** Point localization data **
┌────────

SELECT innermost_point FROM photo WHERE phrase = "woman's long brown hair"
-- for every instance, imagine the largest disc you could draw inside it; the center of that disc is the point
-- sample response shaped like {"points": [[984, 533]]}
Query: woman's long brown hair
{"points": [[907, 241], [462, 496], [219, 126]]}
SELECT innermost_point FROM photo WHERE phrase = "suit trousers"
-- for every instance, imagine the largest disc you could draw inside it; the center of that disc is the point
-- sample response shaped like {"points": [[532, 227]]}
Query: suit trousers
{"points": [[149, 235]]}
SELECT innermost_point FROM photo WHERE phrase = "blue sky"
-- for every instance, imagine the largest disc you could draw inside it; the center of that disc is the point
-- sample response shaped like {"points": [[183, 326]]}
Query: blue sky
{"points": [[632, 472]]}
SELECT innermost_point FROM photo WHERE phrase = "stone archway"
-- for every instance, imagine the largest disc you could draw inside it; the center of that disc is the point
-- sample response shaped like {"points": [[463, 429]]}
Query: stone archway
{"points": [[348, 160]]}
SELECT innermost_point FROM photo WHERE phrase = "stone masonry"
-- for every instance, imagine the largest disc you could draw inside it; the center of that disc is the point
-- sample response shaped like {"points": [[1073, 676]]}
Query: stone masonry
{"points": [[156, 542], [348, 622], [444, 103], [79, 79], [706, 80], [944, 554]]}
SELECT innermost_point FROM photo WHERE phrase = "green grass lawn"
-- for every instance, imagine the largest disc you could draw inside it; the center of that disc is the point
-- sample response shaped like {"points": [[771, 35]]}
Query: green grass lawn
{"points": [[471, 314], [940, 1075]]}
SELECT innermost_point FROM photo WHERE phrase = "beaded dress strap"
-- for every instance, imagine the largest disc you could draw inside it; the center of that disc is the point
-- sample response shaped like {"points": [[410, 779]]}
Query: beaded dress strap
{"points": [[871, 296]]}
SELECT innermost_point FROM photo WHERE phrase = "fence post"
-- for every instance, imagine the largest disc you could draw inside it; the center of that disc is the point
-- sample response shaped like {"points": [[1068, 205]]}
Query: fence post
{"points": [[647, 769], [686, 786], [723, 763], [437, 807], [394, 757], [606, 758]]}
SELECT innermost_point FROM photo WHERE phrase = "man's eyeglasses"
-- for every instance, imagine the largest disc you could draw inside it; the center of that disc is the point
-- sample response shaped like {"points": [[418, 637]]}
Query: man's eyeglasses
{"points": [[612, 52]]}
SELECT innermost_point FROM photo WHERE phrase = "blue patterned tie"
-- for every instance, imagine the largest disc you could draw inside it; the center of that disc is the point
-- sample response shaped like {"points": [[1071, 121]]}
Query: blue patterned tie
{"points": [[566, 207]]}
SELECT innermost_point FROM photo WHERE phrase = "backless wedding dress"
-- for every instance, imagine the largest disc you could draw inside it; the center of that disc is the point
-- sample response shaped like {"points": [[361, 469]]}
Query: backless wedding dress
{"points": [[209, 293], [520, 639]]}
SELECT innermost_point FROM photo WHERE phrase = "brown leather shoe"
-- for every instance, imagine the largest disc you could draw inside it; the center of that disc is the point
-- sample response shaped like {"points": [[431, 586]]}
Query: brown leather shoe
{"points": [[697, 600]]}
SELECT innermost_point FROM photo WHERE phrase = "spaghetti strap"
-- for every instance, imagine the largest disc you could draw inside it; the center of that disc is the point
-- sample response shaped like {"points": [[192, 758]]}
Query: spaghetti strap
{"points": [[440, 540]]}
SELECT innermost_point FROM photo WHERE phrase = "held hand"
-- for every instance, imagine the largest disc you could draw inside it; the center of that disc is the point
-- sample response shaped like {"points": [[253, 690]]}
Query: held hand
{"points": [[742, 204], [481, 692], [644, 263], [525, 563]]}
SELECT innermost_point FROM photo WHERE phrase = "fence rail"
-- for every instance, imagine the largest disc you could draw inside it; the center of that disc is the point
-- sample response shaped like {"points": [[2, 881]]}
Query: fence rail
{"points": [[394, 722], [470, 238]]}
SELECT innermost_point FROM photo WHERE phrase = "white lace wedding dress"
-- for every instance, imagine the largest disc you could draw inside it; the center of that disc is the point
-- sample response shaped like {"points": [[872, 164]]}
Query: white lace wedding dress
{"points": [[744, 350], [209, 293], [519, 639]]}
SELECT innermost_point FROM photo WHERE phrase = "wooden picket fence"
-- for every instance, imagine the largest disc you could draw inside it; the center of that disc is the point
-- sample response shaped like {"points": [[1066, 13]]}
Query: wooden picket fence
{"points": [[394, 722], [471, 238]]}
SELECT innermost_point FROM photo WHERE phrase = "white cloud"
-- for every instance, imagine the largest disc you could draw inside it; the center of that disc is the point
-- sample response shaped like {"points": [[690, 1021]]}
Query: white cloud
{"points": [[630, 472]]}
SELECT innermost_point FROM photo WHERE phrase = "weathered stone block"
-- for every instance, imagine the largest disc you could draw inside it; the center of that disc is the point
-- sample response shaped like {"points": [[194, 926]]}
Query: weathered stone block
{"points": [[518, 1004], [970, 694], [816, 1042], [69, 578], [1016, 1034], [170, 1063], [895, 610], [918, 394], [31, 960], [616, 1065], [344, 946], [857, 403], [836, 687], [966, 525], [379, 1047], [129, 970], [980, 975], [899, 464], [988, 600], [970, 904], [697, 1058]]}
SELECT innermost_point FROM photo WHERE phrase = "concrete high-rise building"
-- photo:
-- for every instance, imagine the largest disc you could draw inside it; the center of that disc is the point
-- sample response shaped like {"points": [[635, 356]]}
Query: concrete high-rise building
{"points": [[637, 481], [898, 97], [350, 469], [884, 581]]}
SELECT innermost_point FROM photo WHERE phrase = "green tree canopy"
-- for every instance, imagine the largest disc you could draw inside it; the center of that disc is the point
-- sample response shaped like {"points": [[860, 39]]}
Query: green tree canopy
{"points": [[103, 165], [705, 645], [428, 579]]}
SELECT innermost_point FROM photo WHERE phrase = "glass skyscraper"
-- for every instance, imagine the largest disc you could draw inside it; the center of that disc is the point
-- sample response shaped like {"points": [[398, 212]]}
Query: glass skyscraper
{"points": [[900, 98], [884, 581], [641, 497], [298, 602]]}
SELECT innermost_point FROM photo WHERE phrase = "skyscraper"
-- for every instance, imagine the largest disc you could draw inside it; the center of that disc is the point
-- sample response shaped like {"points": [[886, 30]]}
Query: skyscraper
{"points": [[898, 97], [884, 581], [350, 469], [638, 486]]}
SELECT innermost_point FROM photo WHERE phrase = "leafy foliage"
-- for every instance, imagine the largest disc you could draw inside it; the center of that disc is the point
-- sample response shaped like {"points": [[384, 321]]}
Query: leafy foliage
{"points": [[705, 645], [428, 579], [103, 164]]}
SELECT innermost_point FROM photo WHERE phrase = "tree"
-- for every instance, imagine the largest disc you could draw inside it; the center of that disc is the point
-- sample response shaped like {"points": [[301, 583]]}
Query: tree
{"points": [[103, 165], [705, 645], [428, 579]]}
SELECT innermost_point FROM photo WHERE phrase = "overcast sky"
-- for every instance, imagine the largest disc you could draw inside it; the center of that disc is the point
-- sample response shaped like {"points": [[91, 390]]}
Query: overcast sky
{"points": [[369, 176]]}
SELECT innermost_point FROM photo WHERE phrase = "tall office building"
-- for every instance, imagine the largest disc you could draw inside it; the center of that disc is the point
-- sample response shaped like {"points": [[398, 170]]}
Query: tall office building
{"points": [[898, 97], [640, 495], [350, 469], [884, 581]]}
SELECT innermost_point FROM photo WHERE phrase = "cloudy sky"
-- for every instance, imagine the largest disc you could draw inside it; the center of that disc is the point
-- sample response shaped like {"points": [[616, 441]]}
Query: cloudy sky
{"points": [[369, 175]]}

└────────
┌────────

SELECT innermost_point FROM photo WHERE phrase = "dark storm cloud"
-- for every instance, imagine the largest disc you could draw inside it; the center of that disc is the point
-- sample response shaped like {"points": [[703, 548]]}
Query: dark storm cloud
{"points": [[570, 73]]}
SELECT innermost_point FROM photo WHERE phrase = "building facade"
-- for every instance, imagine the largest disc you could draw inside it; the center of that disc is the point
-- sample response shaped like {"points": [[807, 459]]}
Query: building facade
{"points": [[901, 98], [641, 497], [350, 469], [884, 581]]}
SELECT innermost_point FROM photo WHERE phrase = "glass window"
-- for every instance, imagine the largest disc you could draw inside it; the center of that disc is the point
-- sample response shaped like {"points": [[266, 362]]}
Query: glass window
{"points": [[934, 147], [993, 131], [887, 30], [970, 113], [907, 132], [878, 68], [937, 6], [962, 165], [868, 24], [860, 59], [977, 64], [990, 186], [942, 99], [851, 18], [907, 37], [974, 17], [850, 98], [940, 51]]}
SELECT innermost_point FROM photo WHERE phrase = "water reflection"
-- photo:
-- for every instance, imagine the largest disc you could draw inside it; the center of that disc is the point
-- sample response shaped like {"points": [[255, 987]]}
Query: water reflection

└────────

** DIRECTIONS **
Pull out all lines containing the word "water" from the entries above.

** SOLUTION TO THIS TASK **
SELECT innermost_point FROM photo WHERE phrase = "water reflection"
Query: water reflection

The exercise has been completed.